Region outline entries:
────────────────

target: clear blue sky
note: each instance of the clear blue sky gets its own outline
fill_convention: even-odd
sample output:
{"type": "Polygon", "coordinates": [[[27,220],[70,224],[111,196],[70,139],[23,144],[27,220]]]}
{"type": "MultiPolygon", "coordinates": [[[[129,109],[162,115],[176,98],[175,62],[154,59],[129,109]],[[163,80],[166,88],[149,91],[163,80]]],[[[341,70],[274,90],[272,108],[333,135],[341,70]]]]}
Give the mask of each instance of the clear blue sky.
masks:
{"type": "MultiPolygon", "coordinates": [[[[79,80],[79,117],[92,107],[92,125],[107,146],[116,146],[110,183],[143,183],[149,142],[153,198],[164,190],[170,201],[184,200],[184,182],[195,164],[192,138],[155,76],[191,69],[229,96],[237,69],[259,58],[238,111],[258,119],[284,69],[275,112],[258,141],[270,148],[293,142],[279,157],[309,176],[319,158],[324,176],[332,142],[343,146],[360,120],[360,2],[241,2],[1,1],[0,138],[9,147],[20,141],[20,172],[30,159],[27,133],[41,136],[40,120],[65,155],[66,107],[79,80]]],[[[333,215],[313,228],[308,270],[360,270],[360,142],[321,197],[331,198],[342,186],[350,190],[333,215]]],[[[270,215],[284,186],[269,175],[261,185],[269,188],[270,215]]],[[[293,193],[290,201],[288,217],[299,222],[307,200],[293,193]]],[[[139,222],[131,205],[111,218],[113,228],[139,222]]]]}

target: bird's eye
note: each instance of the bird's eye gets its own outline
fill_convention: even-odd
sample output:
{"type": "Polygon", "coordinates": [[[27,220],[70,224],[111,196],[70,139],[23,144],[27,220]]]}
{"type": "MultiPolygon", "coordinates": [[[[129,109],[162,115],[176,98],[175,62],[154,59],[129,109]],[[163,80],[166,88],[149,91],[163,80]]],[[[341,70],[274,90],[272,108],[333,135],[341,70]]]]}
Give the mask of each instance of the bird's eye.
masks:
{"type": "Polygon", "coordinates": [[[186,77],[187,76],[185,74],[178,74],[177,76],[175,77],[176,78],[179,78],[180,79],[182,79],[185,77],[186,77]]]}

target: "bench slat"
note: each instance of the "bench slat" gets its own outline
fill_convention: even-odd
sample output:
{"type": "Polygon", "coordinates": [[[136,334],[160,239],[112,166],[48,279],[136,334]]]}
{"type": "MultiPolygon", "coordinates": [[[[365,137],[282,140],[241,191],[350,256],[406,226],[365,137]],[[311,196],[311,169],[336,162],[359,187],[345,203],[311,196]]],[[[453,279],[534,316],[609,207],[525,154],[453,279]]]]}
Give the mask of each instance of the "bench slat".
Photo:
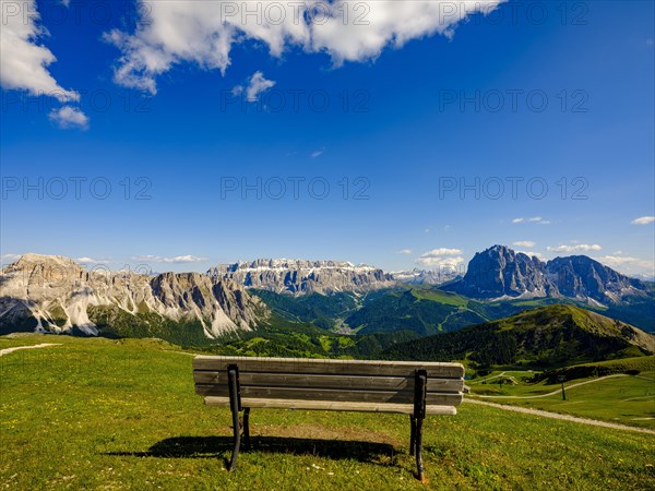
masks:
{"type": "MultiPolygon", "coordinates": [[[[327,402],[350,403],[414,403],[414,391],[356,391],[352,388],[306,388],[306,387],[258,387],[241,386],[241,397],[270,398],[270,399],[311,399],[327,402]]],[[[226,385],[195,385],[195,393],[204,396],[225,397],[229,395],[226,385]]],[[[458,406],[462,403],[462,394],[428,393],[426,396],[428,405],[458,406]]]]}
{"type": "MultiPolygon", "coordinates": [[[[229,397],[205,397],[205,404],[210,406],[229,406],[229,397]]],[[[413,404],[370,404],[348,403],[331,400],[290,400],[290,399],[261,399],[254,397],[241,398],[243,407],[274,408],[274,409],[308,409],[308,410],[333,410],[333,411],[357,411],[357,412],[400,412],[402,415],[414,414],[413,404]]],[[[455,416],[457,409],[452,406],[426,406],[426,414],[455,416]]]]}
{"type": "MultiPolygon", "coordinates": [[[[227,370],[194,371],[196,384],[217,384],[227,386],[227,370]]],[[[372,375],[337,375],[337,374],[298,374],[298,373],[263,373],[239,370],[239,384],[287,387],[302,386],[314,388],[359,388],[359,390],[414,390],[414,376],[372,376],[372,375]]],[[[462,379],[428,379],[428,392],[462,392],[462,379]]]]}
{"type": "Polygon", "coordinates": [[[193,359],[194,370],[224,371],[229,364],[237,364],[240,371],[248,372],[409,376],[415,370],[426,370],[429,378],[462,379],[464,376],[464,367],[461,363],[213,356],[196,356],[193,359]]]}

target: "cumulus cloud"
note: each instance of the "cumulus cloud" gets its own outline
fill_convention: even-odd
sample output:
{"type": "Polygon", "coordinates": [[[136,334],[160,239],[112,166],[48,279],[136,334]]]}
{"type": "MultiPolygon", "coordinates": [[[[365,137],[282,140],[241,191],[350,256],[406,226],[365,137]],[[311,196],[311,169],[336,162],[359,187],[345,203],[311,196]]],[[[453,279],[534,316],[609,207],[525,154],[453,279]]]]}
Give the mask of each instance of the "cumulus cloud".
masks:
{"type": "Polygon", "coordinates": [[[281,57],[291,47],[327,52],[334,64],[374,59],[392,46],[442,34],[451,37],[461,21],[487,14],[505,0],[374,2],[234,1],[148,2],[133,33],[114,29],[105,39],[118,47],[115,81],[156,93],[156,77],[190,62],[225,73],[233,45],[248,40],[281,57]],[[346,14],[347,13],[347,14],[346,14]]]}
{"type": "Polygon", "coordinates": [[[529,218],[523,218],[523,217],[519,217],[519,218],[513,218],[512,219],[512,224],[539,224],[539,225],[548,225],[550,224],[550,220],[545,220],[544,218],[541,218],[540,216],[533,216],[529,218]]]}
{"type": "Polygon", "coordinates": [[[431,251],[422,253],[416,260],[416,264],[431,270],[452,271],[464,264],[464,258],[460,255],[463,253],[464,251],[461,249],[432,249],[431,251]]]}
{"type": "Polygon", "coordinates": [[[516,252],[520,252],[525,255],[529,255],[531,258],[537,258],[541,261],[544,261],[544,259],[545,259],[544,254],[541,254],[540,252],[534,252],[534,251],[516,251],[516,252]]]}
{"type": "Polygon", "coordinates": [[[594,259],[628,275],[655,276],[655,263],[653,261],[628,255],[602,255],[594,259]]]}
{"type": "Polygon", "coordinates": [[[536,242],[533,242],[532,240],[517,240],[513,244],[520,248],[534,248],[536,242]]]}
{"type": "Polygon", "coordinates": [[[630,221],[632,225],[648,225],[655,221],[655,216],[641,216],[630,221]]]}
{"type": "Polygon", "coordinates": [[[78,258],[78,262],[82,264],[109,264],[107,260],[94,260],[93,258],[78,258]]]}
{"type": "Polygon", "coordinates": [[[600,251],[603,248],[597,243],[576,243],[573,246],[560,244],[556,247],[548,246],[546,248],[547,251],[550,252],[591,252],[591,251],[600,251]]]}
{"type": "Polygon", "coordinates": [[[52,109],[48,118],[63,129],[80,128],[85,130],[88,128],[88,117],[80,109],[71,106],[52,109]]]}
{"type": "Polygon", "coordinates": [[[79,100],[80,95],[62,88],[47,69],[57,58],[38,44],[47,31],[39,24],[36,1],[0,0],[0,85],[32,95],[47,94],[62,103],[79,100]]]}
{"type": "Polygon", "coordinates": [[[176,255],[174,258],[163,258],[160,255],[136,255],[132,258],[132,261],[144,261],[144,262],[153,262],[153,263],[198,263],[200,261],[206,261],[206,258],[198,258],[195,255],[176,255]]]}
{"type": "Polygon", "coordinates": [[[259,99],[261,93],[266,92],[273,85],[275,85],[275,82],[264,79],[262,72],[254,72],[246,87],[246,98],[248,101],[254,103],[259,99]]]}

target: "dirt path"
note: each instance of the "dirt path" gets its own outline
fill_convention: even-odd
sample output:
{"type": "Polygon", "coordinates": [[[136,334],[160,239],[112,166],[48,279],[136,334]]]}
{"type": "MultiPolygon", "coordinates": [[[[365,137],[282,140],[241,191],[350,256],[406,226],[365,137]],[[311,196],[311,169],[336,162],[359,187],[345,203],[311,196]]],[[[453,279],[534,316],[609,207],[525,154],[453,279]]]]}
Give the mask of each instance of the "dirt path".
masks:
{"type": "MultiPolygon", "coordinates": [[[[587,380],[586,382],[579,382],[576,384],[564,385],[564,388],[568,391],[569,388],[579,387],[579,386],[585,385],[585,384],[592,384],[594,382],[600,382],[602,380],[610,379],[612,376],[630,376],[630,375],[626,375],[624,373],[616,373],[614,375],[605,375],[605,376],[599,376],[598,379],[587,380]]],[[[642,379],[645,379],[645,378],[642,378],[642,379]]],[[[646,380],[650,380],[650,379],[646,379],[646,380]]],[[[489,398],[491,398],[491,399],[534,399],[537,397],[548,397],[551,395],[561,394],[561,392],[562,392],[561,388],[557,388],[552,392],[549,392],[548,394],[537,394],[534,396],[489,396],[489,395],[477,395],[477,394],[472,394],[472,395],[474,397],[483,397],[485,399],[489,399],[489,398]]]]}
{"type": "Polygon", "coordinates": [[[41,343],[40,345],[34,346],[14,346],[13,348],[4,348],[0,349],[0,357],[4,355],[9,355],[12,351],[16,351],[19,349],[35,349],[35,348],[47,348],[48,346],[60,346],[61,343],[41,343]]]}
{"type": "Polygon", "coordinates": [[[499,409],[504,409],[505,411],[525,412],[527,415],[540,416],[543,418],[562,419],[564,421],[573,421],[573,422],[579,422],[579,423],[583,423],[583,424],[591,424],[594,427],[605,427],[605,428],[612,428],[616,430],[636,431],[639,433],[655,434],[655,430],[650,430],[647,428],[628,427],[626,424],[598,421],[596,419],[579,418],[576,416],[560,415],[558,412],[543,411],[540,409],[529,409],[527,407],[517,407],[517,406],[505,406],[502,404],[495,404],[495,403],[487,403],[484,400],[469,399],[467,397],[464,398],[464,402],[471,403],[471,404],[479,404],[483,406],[497,407],[499,409]]]}

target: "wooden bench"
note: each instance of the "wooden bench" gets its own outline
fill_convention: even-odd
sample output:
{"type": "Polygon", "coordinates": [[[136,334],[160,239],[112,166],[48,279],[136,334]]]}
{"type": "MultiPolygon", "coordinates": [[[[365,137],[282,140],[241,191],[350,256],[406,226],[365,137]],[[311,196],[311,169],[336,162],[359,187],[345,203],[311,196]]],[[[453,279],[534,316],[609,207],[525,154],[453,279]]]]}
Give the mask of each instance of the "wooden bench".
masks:
{"type": "Polygon", "coordinates": [[[198,356],[193,359],[195,392],[205,404],[229,406],[236,468],[241,443],[250,438],[251,408],[400,412],[409,415],[409,454],[416,455],[424,480],[422,420],[426,415],[456,415],[462,403],[464,367],[378,360],[329,360],[198,356]]]}

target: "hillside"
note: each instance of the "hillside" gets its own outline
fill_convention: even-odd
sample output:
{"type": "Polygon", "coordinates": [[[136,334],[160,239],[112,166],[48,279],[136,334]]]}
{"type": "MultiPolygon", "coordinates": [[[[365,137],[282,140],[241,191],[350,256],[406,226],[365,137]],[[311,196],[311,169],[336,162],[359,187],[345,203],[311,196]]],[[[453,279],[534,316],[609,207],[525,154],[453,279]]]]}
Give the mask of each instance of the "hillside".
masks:
{"type": "Polygon", "coordinates": [[[391,347],[386,358],[552,367],[655,351],[655,336],[573,306],[553,304],[391,347]]]}
{"type": "Polygon", "coordinates": [[[0,336],[8,489],[653,489],[653,435],[465,403],[428,417],[413,476],[409,424],[389,414],[257,409],[227,472],[227,408],[194,394],[191,356],[153,339],[0,336]]]}

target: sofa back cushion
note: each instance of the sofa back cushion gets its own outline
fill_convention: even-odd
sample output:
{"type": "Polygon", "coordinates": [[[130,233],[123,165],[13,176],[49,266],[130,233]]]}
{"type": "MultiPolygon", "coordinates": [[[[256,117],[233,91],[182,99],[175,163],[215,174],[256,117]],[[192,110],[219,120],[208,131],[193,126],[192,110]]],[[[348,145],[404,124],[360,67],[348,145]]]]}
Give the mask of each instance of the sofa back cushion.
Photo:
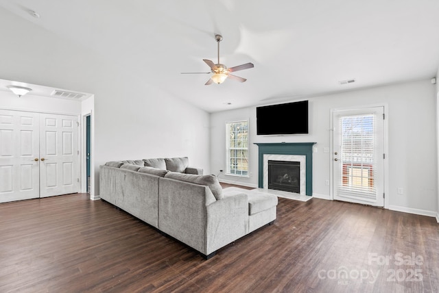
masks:
{"type": "Polygon", "coordinates": [[[165,159],[166,168],[171,172],[180,172],[182,173],[189,164],[189,160],[187,157],[167,157],[165,159]]]}
{"type": "Polygon", "coordinates": [[[161,177],[164,177],[166,173],[167,173],[169,171],[168,171],[167,170],[157,169],[156,168],[145,166],[145,167],[140,167],[138,172],[140,172],[142,173],[151,174],[156,176],[160,176],[161,177]]]}
{"type": "Polygon", "coordinates": [[[169,172],[165,178],[171,178],[185,182],[206,186],[209,188],[215,198],[217,200],[224,199],[222,188],[215,175],[195,175],[193,174],[182,174],[176,172],[169,172]]]}
{"type": "Polygon", "coordinates": [[[105,163],[105,166],[108,166],[109,167],[115,167],[115,168],[121,168],[123,163],[120,161],[110,161],[105,163]]]}
{"type": "Polygon", "coordinates": [[[166,170],[165,159],[143,159],[144,166],[156,168],[157,169],[166,170]]]}
{"type": "Polygon", "coordinates": [[[145,163],[143,160],[126,160],[125,161],[121,161],[123,164],[130,164],[132,165],[145,166],[145,163]]]}
{"type": "Polygon", "coordinates": [[[138,171],[140,168],[140,166],[139,165],[133,165],[132,164],[124,164],[121,166],[121,169],[127,169],[130,170],[132,171],[138,171]]]}

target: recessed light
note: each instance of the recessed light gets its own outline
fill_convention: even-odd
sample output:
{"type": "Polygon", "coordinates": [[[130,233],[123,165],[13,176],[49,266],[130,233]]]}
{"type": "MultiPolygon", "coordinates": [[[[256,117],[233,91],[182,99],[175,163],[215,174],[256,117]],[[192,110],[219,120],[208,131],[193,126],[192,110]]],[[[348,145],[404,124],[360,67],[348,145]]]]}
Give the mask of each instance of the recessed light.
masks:
{"type": "Polygon", "coordinates": [[[351,79],[346,79],[346,80],[340,80],[340,81],[338,81],[340,84],[352,84],[353,82],[355,82],[355,78],[351,78],[351,79]]]}
{"type": "Polygon", "coordinates": [[[36,18],[40,18],[40,14],[38,14],[38,13],[36,13],[34,10],[27,10],[27,12],[29,12],[29,14],[30,15],[32,15],[32,16],[35,17],[36,18]]]}

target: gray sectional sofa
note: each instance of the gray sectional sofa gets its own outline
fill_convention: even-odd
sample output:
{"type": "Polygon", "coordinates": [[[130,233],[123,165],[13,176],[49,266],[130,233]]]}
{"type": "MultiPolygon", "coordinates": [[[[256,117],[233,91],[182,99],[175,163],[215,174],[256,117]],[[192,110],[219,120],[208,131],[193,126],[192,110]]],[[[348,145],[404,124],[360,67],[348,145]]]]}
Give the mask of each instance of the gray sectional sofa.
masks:
{"type": "Polygon", "coordinates": [[[100,197],[210,258],[276,219],[277,197],[232,189],[187,157],[108,162],[100,197]]]}

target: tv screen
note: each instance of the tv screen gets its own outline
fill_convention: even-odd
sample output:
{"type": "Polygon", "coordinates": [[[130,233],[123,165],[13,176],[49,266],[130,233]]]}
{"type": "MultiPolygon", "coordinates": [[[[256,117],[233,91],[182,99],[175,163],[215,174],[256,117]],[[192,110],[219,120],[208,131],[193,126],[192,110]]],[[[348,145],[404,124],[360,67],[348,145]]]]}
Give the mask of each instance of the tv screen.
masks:
{"type": "Polygon", "coordinates": [[[308,101],[257,107],[257,135],[308,133],[308,101]]]}

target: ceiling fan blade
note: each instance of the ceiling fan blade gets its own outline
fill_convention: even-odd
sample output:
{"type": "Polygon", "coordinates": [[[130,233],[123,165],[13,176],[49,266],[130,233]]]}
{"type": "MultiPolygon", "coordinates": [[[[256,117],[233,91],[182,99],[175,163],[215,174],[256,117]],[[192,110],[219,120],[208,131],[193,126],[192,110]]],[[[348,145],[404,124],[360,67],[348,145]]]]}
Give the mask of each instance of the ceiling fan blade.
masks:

────────────────

**Goal:**
Copy the portion of the listing above that begins with the line containing "target: gray sectional sofa" and ends with the line containing "Give the mask of each instance of the gray", including both of those lines. Reproduce every character without alteration.

**The response:**
target: gray sectional sofa
note: each instance of the gray sectional sofa gets its own outline
fill_convention: even-odd
sample output:
{"type": "Polygon", "coordinates": [[[130,233],[123,165],[13,176],[49,266],[130,233]]]}
{"type": "MultiPolygon", "coordinates": [[[[256,117],[233,91],[182,99],[175,163],[215,174],[256,117]],[[192,110],[219,120],[208,131],[193,126],[192,110]]],[[[348,145],[404,124],[360,67],[348,145]]]]}
Give the mask of each instance of the gray sectional sofa.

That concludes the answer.